MATERIAL SUPPLIED:
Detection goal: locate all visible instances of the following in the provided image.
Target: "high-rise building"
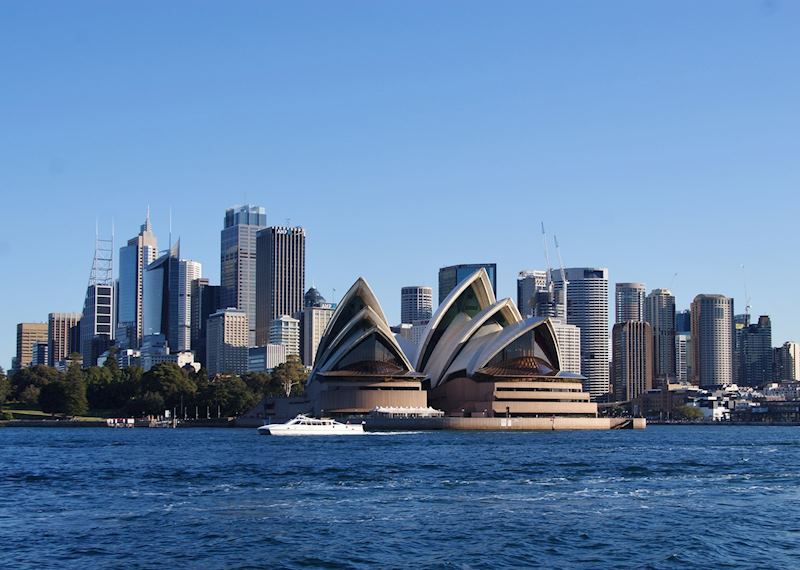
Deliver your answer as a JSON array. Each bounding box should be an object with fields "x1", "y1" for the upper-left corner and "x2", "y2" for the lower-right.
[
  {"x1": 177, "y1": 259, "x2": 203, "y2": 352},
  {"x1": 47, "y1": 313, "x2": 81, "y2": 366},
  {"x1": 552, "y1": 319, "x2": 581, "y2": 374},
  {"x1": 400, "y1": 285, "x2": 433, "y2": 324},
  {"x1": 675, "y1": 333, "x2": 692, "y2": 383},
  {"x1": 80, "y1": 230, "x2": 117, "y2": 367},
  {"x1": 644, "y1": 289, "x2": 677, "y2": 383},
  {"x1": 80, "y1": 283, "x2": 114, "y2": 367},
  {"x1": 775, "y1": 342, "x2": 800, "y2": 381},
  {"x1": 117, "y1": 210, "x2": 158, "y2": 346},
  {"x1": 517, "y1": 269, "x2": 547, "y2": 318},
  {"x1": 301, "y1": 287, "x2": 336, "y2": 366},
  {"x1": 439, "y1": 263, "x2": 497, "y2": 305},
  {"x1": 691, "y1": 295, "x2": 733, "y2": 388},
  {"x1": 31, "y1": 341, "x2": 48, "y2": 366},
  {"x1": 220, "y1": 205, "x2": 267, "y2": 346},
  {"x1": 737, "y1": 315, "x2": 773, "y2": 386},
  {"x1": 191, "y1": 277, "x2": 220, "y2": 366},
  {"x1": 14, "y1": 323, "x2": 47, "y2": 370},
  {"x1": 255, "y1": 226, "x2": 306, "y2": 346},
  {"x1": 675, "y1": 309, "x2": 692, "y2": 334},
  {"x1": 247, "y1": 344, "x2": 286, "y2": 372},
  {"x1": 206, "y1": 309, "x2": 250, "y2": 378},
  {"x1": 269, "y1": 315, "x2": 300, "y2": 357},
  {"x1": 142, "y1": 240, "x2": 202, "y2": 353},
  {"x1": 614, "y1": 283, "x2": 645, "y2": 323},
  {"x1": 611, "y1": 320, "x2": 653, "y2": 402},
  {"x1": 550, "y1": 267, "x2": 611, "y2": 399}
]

...

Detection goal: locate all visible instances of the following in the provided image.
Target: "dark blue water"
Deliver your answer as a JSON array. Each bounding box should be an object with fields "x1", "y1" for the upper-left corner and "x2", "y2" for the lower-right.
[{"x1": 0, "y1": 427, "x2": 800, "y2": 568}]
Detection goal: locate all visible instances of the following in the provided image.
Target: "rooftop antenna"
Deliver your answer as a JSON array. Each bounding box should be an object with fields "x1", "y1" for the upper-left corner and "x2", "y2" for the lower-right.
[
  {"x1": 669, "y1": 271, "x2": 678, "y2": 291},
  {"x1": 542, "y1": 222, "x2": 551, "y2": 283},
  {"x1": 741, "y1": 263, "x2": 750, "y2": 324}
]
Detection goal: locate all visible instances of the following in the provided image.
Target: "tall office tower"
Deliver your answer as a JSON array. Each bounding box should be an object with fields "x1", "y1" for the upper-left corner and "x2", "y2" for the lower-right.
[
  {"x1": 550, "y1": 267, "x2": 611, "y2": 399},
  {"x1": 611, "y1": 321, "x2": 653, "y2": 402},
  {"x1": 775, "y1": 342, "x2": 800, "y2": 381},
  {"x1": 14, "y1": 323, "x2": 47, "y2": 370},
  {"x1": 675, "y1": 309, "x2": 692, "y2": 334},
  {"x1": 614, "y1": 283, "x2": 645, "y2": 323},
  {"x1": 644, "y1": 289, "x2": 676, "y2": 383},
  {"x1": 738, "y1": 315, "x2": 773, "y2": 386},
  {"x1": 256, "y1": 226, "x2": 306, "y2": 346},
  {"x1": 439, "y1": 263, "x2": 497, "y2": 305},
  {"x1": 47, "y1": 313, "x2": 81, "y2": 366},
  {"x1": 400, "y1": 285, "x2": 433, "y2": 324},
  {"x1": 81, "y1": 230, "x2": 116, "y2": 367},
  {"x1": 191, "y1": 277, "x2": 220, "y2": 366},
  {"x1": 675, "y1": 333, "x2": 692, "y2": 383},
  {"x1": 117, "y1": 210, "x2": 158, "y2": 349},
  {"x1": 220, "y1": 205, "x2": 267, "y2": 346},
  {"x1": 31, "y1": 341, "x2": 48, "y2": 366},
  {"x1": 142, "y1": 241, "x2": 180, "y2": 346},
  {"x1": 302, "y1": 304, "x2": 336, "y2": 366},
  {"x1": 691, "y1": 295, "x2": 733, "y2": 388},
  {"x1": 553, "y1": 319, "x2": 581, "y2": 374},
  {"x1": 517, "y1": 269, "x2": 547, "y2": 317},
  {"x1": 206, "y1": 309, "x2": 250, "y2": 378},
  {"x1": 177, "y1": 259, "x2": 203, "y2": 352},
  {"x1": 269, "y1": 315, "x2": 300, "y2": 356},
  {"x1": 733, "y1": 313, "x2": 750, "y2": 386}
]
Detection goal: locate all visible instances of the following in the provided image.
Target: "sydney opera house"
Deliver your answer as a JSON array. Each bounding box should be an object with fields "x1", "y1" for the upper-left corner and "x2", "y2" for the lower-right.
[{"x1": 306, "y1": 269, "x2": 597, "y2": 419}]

EXERCISE DIRECTIONS: Please count the lines in the entries above that contain the word "Target" and reply with that number only.

SOLUTION TO THIS TASK: 5